• **What is expected**
Every entry below is to be copied exactly, with nothing left out.

• **Records provided**
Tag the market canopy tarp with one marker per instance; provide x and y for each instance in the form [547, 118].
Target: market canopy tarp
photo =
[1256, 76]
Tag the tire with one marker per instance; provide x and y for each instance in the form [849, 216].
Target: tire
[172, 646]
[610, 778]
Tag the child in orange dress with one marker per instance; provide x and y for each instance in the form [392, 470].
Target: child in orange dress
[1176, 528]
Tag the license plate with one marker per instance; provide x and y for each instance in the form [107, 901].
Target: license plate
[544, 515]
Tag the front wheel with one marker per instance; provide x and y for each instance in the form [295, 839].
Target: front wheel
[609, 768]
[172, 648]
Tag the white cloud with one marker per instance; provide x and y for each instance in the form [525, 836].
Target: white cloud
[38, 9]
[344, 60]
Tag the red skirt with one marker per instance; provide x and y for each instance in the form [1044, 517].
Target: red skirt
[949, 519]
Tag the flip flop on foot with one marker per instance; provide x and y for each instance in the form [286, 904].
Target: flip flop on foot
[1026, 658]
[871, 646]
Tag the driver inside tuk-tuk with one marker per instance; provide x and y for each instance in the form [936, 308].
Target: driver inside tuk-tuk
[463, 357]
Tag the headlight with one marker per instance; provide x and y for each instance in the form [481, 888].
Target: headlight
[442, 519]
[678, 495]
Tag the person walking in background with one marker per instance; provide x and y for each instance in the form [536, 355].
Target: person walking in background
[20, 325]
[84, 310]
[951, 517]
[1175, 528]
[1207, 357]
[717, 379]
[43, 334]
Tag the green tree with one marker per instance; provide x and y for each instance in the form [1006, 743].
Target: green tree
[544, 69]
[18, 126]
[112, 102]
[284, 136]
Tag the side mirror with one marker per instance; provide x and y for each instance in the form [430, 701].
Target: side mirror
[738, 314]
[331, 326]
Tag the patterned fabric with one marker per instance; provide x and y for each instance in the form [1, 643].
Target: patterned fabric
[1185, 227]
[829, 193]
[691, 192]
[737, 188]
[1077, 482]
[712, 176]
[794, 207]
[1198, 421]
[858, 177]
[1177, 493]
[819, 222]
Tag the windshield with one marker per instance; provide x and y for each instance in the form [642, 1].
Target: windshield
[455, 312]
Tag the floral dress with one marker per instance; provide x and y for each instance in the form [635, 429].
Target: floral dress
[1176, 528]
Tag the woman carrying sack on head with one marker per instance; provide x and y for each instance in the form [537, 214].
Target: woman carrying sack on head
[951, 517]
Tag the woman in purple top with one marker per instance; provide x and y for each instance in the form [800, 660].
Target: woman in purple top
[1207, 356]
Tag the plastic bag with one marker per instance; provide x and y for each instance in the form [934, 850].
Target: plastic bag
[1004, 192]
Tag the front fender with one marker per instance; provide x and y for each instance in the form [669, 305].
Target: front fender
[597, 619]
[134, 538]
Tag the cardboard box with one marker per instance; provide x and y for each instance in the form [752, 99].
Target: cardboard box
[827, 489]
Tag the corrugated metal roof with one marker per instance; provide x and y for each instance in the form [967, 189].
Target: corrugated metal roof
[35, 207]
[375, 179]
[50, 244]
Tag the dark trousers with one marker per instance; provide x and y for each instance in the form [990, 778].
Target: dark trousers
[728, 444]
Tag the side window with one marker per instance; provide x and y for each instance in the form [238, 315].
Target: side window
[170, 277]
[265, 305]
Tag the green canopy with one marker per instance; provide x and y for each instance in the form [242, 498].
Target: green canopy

• **Answer section**
Tag the market canopy tarp with one marker per instance; provide x and y for each instance in the form [547, 118].
Target: market canopy tarp
photo =
[1256, 76]
Tag the tire with one marker per instance; provide x and y for each instance in the form [849, 216].
Target: tire
[172, 646]
[610, 778]
Tag the child in orange dress with one marker per instance; provide x and y for each instance in the form [392, 470].
Target: child in orange dress
[1176, 528]
Tag the license plate with one marker per instance; provide x and y for each instance in the form [107, 901].
Target: license plate
[544, 515]
Tag the front wheel with one marker per instance; provide x and y for each instance in the form [295, 839].
Target: front wheel
[609, 768]
[172, 648]
Tag the white cloud with one marker per instance; provide x and y for each instance in the form [525, 836].
Target: white cloud
[38, 9]
[344, 60]
Tag the red skirt with one marker per instance; provide x and y for each instance in the form [1044, 517].
Target: red skirt
[949, 519]
Tag the flip flop on foot with one marker per instance; provide x and y for each instance in the form [286, 904].
Target: flip flop on foot
[1026, 658]
[871, 646]
Tag the driver inside tuk-tuk with one marker per instance; provide x and y for each instance in the form [936, 308].
Target: driver inside tuk-tuk
[463, 357]
Tag the headlight with one marker per instance; provide x and y for each instance in the form [481, 888].
Target: headlight
[442, 519]
[678, 495]
Tag the person walking in background with one marker per instance; provide x and y for each instance in the form [536, 355].
Target: person walking in background
[20, 325]
[84, 310]
[951, 517]
[1175, 528]
[1207, 357]
[717, 379]
[43, 334]
Tag the green tree with one marker per instance; provide x and y for each instance in the form [1006, 743].
Target: green tree
[544, 69]
[18, 126]
[112, 102]
[284, 136]
Tag the side mirror with one marker per instance; provide x and y for each instance in the form [430, 701].
Target: side mirror
[738, 314]
[331, 326]
Tag the patterned fabric with one marker per instance; provide x and y for each instance in the form [1, 643].
Target: patterned fabric
[1185, 227]
[829, 193]
[691, 192]
[737, 188]
[1077, 482]
[712, 176]
[794, 207]
[1198, 421]
[858, 177]
[1177, 493]
[819, 222]
Tag the windshield with one marker per instance; provide x and y for each instance in the form [642, 1].
Target: windshield
[455, 312]
Tag the floral dress with one marker per instance; provide x and y for each instance in the form [635, 429].
Target: floral dress
[1176, 528]
Tag the woman carrying sack on head with one marker per instance; provide x and y for each instance in the form [537, 214].
Target: woman carrying sack on head
[951, 517]
Tag the woman in purple top with one marker per instance; provide x and y for each instance in the form [800, 660].
Target: woman in purple top
[1207, 356]
Tag the plastic bag with one marker per instance; provide x and y for each instance in the form [934, 850].
Target: plastic bag
[1004, 192]
Tag the front fender with one marker per instance; provide x and y for each instance in the form [669, 305].
Target: front fender
[597, 619]
[134, 538]
Tag the cardboard box with one marker per instance; provide x and y for each instance in the form [752, 99].
Target: cardboard box
[827, 489]
Tag the corrugated metal roof with one marker per instance; provide x and y for each instance in the form [967, 189].
Target: corrugated metal roof
[35, 207]
[375, 179]
[50, 244]
Tag the dark trousers with one marker per instance; provide x and y for each instance in the form [990, 778].
Target: dark trousers
[728, 444]
Tag the side window with one marker per instance; provide x and y for each instance in the form [238, 315].
Target: side window
[170, 277]
[265, 305]
Tag the green canopy with one marker per instance; provide x and y for each instance in the form [242, 498].
Target: green canopy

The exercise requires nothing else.